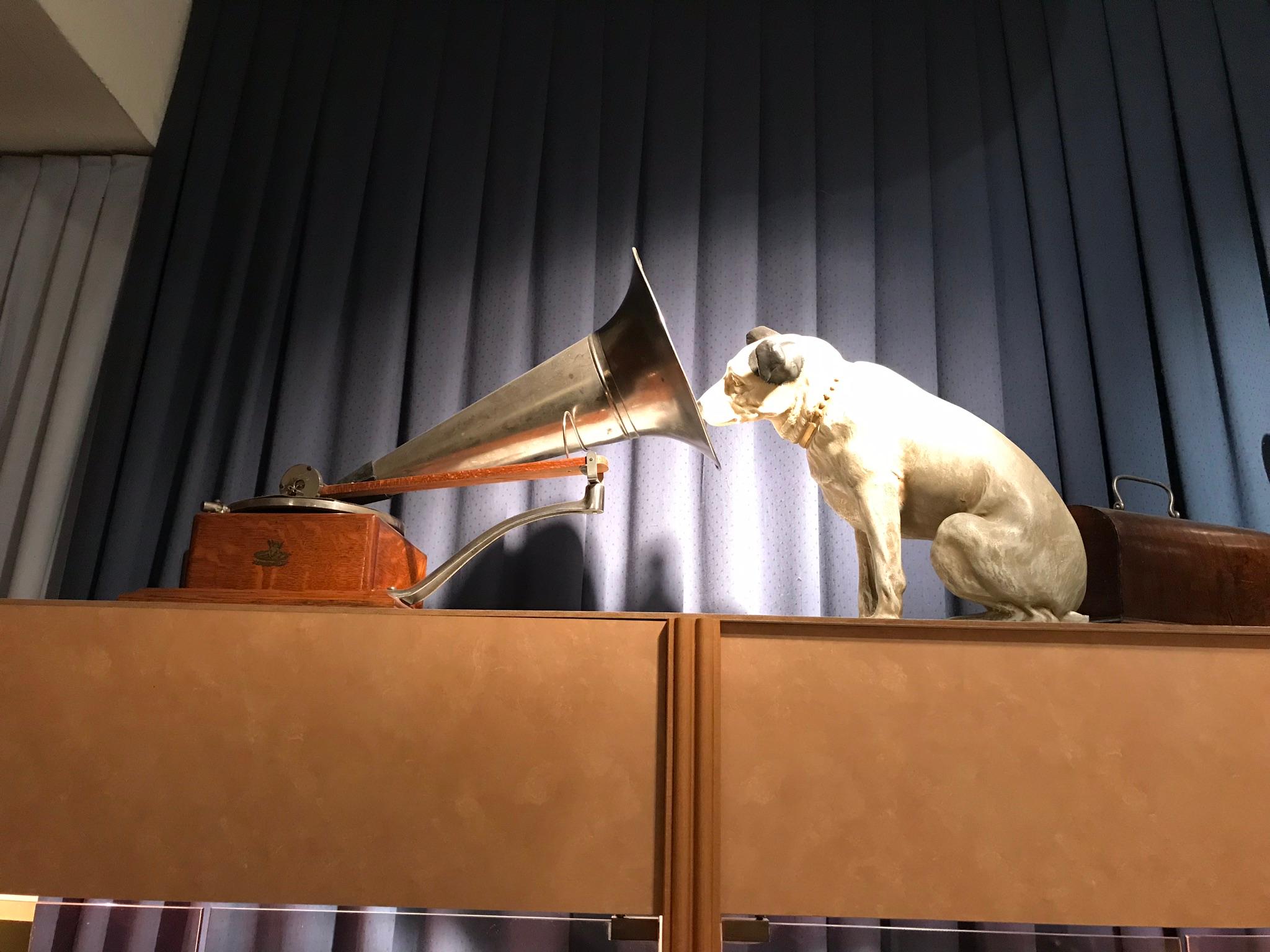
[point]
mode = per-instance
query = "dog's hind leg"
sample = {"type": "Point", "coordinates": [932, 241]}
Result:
{"type": "Point", "coordinates": [981, 562]}
{"type": "Point", "coordinates": [879, 513]}
{"type": "Point", "coordinates": [866, 602]}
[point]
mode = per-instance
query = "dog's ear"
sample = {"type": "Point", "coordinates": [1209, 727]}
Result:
{"type": "Point", "coordinates": [776, 362]}
{"type": "Point", "coordinates": [758, 334]}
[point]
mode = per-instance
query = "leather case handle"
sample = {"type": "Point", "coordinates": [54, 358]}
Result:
{"type": "Point", "coordinates": [1119, 503]}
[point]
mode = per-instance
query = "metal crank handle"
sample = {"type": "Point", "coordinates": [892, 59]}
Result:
{"type": "Point", "coordinates": [592, 501]}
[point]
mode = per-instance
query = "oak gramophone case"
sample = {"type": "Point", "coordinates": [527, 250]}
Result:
{"type": "Point", "coordinates": [313, 542]}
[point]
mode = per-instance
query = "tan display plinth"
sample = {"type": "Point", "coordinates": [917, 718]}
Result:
{"type": "Point", "coordinates": [680, 765]}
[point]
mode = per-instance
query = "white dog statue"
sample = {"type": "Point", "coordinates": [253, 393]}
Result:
{"type": "Point", "coordinates": [897, 462]}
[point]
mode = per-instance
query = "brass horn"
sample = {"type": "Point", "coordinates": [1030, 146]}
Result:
{"type": "Point", "coordinates": [620, 382]}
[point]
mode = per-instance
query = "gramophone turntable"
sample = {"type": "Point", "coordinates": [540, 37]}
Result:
{"type": "Point", "coordinates": [322, 544]}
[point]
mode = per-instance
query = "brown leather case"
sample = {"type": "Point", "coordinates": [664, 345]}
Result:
{"type": "Point", "coordinates": [345, 559]}
{"type": "Point", "coordinates": [1150, 568]}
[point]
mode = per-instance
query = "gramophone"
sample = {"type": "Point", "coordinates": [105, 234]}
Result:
{"type": "Point", "coordinates": [321, 544]}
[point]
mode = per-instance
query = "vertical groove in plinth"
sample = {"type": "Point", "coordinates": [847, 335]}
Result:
{"type": "Point", "coordinates": [690, 897]}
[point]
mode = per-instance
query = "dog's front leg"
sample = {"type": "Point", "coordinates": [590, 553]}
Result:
{"type": "Point", "coordinates": [879, 509]}
{"type": "Point", "coordinates": [866, 599]}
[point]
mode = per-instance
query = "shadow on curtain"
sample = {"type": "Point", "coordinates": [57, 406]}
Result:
{"type": "Point", "coordinates": [65, 227]}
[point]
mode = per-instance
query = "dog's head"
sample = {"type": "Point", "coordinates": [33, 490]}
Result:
{"type": "Point", "coordinates": [769, 379]}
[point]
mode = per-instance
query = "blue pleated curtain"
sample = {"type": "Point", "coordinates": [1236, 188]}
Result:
{"type": "Point", "coordinates": [362, 216]}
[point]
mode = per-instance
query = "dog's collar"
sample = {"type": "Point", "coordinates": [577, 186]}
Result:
{"type": "Point", "coordinates": [817, 416]}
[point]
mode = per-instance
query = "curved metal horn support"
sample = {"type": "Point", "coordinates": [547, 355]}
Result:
{"type": "Point", "coordinates": [591, 503]}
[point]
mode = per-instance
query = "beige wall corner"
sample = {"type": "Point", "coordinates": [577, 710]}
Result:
{"type": "Point", "coordinates": [87, 75]}
{"type": "Point", "coordinates": [133, 46]}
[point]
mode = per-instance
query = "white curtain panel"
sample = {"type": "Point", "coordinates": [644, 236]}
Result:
{"type": "Point", "coordinates": [65, 227]}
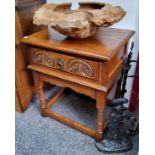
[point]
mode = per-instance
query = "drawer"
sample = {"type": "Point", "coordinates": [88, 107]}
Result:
{"type": "Point", "coordinates": [66, 63]}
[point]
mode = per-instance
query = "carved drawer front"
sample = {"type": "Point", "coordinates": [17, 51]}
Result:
{"type": "Point", "coordinates": [75, 65]}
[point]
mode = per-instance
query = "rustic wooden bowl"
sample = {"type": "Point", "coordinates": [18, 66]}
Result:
{"type": "Point", "coordinates": [80, 23]}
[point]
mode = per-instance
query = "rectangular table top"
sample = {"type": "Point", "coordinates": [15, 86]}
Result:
{"type": "Point", "coordinates": [103, 45]}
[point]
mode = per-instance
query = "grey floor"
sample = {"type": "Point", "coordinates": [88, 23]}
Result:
{"type": "Point", "coordinates": [36, 135]}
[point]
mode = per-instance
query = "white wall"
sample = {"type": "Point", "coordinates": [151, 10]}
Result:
{"type": "Point", "coordinates": [130, 21]}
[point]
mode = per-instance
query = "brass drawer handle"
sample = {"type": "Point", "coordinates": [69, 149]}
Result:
{"type": "Point", "coordinates": [60, 64]}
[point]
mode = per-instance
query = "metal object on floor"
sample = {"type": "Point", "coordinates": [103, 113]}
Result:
{"type": "Point", "coordinates": [116, 137]}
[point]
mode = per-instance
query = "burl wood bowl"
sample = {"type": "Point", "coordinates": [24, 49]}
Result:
{"type": "Point", "coordinates": [80, 23]}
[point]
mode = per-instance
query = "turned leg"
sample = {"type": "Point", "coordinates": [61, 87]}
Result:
{"type": "Point", "coordinates": [39, 84]}
{"type": "Point", "coordinates": [100, 105]}
{"type": "Point", "coordinates": [42, 99]}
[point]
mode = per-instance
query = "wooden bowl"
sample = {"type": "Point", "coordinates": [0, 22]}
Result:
{"type": "Point", "coordinates": [80, 23]}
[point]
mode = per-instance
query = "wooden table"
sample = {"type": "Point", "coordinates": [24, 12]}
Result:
{"type": "Point", "coordinates": [88, 66]}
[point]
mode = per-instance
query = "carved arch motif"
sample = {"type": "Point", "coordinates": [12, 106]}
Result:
{"type": "Point", "coordinates": [80, 67]}
{"type": "Point", "coordinates": [43, 58]}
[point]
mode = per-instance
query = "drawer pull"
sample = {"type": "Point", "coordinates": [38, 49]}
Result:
{"type": "Point", "coordinates": [60, 64]}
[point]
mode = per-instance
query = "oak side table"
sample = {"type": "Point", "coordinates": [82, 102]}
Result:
{"type": "Point", "coordinates": [89, 66]}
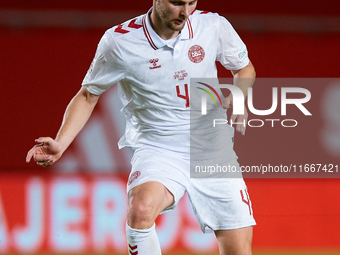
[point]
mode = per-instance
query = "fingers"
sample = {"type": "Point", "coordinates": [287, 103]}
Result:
{"type": "Point", "coordinates": [38, 154]}
{"type": "Point", "coordinates": [43, 140]}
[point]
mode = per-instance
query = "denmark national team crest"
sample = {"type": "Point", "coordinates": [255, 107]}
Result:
{"type": "Point", "coordinates": [196, 53]}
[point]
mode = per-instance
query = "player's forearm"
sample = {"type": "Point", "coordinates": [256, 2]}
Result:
{"type": "Point", "coordinates": [76, 115]}
{"type": "Point", "coordinates": [245, 78]}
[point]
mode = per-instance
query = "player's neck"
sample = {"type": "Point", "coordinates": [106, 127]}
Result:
{"type": "Point", "coordinates": [158, 26]}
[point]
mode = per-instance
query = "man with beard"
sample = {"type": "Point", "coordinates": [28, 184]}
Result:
{"type": "Point", "coordinates": [152, 58]}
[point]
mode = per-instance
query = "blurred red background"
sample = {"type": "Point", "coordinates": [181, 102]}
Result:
{"type": "Point", "coordinates": [42, 67]}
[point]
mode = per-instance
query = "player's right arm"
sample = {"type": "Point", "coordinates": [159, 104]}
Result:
{"type": "Point", "coordinates": [77, 113]}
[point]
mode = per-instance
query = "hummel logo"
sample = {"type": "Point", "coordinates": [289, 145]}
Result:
{"type": "Point", "coordinates": [154, 63]}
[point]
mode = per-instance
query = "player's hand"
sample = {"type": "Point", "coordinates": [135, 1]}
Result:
{"type": "Point", "coordinates": [241, 120]}
{"type": "Point", "coordinates": [46, 152]}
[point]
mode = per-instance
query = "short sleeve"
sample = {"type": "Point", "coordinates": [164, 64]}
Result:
{"type": "Point", "coordinates": [106, 68]}
{"type": "Point", "coordinates": [232, 52]}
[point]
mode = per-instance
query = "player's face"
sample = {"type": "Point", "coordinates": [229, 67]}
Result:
{"type": "Point", "coordinates": [174, 13]}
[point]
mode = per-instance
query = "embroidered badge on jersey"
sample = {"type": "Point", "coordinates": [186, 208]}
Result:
{"type": "Point", "coordinates": [154, 63]}
{"type": "Point", "coordinates": [133, 177]}
{"type": "Point", "coordinates": [196, 54]}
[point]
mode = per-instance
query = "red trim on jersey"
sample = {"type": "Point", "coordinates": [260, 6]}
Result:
{"type": "Point", "coordinates": [120, 29]}
{"type": "Point", "coordinates": [147, 35]}
{"type": "Point", "coordinates": [191, 32]}
{"type": "Point", "coordinates": [133, 24]}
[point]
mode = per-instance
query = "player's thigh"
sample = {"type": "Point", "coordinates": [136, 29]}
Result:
{"type": "Point", "coordinates": [235, 241]}
{"type": "Point", "coordinates": [148, 200]}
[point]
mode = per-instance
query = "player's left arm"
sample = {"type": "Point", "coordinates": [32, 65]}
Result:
{"type": "Point", "coordinates": [243, 78]}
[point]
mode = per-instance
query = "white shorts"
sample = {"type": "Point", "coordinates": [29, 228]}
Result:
{"type": "Point", "coordinates": [218, 203]}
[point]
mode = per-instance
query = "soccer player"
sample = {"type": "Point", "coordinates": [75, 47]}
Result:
{"type": "Point", "coordinates": [152, 58]}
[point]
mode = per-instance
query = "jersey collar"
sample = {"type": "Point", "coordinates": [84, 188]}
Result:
{"type": "Point", "coordinates": [156, 42]}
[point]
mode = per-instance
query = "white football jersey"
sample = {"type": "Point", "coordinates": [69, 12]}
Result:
{"type": "Point", "coordinates": [153, 75]}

* Instruction
Pull out every line of the material above that contains the string "curtain".

* Response for this exercise
query = "shadow on curtain"
query = "blue pleated curtain"
query = "white curtain panel"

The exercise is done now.